WHAT NEEDS TO BE DONE = Please restate each entry word for word.
::::
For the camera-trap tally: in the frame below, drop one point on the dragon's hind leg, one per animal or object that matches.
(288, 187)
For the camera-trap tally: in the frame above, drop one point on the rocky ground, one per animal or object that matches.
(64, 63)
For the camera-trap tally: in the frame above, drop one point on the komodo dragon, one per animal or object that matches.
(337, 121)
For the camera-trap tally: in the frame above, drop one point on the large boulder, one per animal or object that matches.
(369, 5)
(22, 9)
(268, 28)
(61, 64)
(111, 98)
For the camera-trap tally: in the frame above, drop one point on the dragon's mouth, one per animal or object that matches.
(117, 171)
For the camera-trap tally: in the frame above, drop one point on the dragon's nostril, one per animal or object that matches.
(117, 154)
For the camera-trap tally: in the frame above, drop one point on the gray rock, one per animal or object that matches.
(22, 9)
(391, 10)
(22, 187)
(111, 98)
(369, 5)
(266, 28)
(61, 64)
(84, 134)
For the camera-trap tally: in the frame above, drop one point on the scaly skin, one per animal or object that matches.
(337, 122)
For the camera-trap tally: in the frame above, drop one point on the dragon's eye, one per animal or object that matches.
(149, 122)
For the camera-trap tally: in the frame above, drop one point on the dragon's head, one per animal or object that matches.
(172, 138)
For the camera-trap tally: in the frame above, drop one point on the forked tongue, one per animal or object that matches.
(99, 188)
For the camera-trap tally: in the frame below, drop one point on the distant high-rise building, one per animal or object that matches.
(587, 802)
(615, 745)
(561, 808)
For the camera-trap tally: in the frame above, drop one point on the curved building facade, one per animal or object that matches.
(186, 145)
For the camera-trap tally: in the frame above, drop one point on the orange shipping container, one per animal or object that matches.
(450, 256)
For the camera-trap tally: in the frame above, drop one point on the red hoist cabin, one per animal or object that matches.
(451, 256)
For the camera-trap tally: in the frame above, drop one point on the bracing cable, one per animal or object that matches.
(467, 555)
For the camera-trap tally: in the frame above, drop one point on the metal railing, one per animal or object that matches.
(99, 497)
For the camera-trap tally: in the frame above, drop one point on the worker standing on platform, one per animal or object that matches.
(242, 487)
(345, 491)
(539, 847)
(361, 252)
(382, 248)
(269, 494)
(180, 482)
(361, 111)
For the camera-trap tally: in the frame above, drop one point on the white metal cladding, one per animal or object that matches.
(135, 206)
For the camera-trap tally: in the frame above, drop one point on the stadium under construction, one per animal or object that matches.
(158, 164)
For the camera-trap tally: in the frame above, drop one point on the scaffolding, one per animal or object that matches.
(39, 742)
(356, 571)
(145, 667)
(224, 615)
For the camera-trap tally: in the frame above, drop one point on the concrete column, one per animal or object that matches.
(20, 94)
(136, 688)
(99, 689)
::::
WRITTEN ANSWER =
For the camera-trap tally: in the frame below, drop one point on the dragon's hind leg, one per animal or object that matches.
(288, 187)
For the camera-trap tally: in the frame above, drop one point on the rocky ground, one per animal or object that matches.
(64, 63)
For the camera-trap tally: in the frame above, drop one point on the komodo dragon, one per animal or object that matches.
(337, 121)
For the camera-trap tally: in the frame above, drop one point on the large boulder, one per animal or object that matches.
(369, 5)
(22, 9)
(268, 28)
(61, 64)
(111, 98)
For the camera-trap tally: in the frame above, drop one point on the dragon's mouth, one per animal or object that matches.
(117, 171)
For the camera-trap tally: in the frame above, drop one point on the dragon's nostril, one per animal or object that matches.
(117, 154)
For the camera-trap tally: in the frame above, drop one point on the gray rock, one per animal or object that matches.
(22, 9)
(391, 10)
(22, 187)
(111, 98)
(369, 5)
(266, 28)
(61, 64)
(84, 134)
For the camera-trap tally: in the frame above, drop one point on the scaly skin, one per animal or object that matches.
(337, 122)
For the camera-trap tally: in the frame above, drop one point on the dragon's eye, one per animal or object that matches.
(149, 122)
For the camera-trap tally: in the frame above, drop one point on the dragon's head, one per animal or object that matches.
(172, 138)
For the camera-trap tally: in the frame above, drop one point on the forked tongue, one per animal or object that matches.
(99, 188)
For the camera-trap tally: in the frame below, drop one point on the distant high-rise building, one per animal or object that matches.
(587, 802)
(615, 745)
(561, 808)
For the camera-trap tally: in the frame above, drop one point on the curved building facade, one per animal or object that matches.
(186, 145)
For the camera-trap tally: in the frame above, drop one point on the orange shipping container, one per animal or object that matches.
(450, 256)
For the camera-trap tally: in the frame above, drop one point on the red hoist cabin, one per animal or object that matches.
(451, 256)
For the camera-trap tally: in the frame above, drop one point on the bracing cable, one per animal or object that matches.
(467, 555)
For the camera-trap tally: in the frame above, drop one point on the metal railing, one per animal or object that matches.
(99, 497)
For the camera-trap tally: in the frame above, drop one point on the worker standing on platform, one per animal or object that matches.
(242, 487)
(345, 491)
(539, 847)
(361, 252)
(382, 248)
(269, 494)
(180, 482)
(361, 111)
For the camera-trap tally: in the frame above, drop one point on the white metal cladding, one per animal or object that matches.
(135, 206)
For the camera-trap tally: in the frame above, drop one point on the stadium under construction, one per animal or object that matches.
(158, 164)
For the camera-trap tally: in the frame above, drop one point on the scaffolding, one per animal or object that matches.
(39, 742)
(356, 571)
(145, 667)
(224, 615)
For the camera-trap tally: in the frame above, drop one point on the concrete column, one per animal or object that matches.
(20, 94)
(136, 688)
(99, 689)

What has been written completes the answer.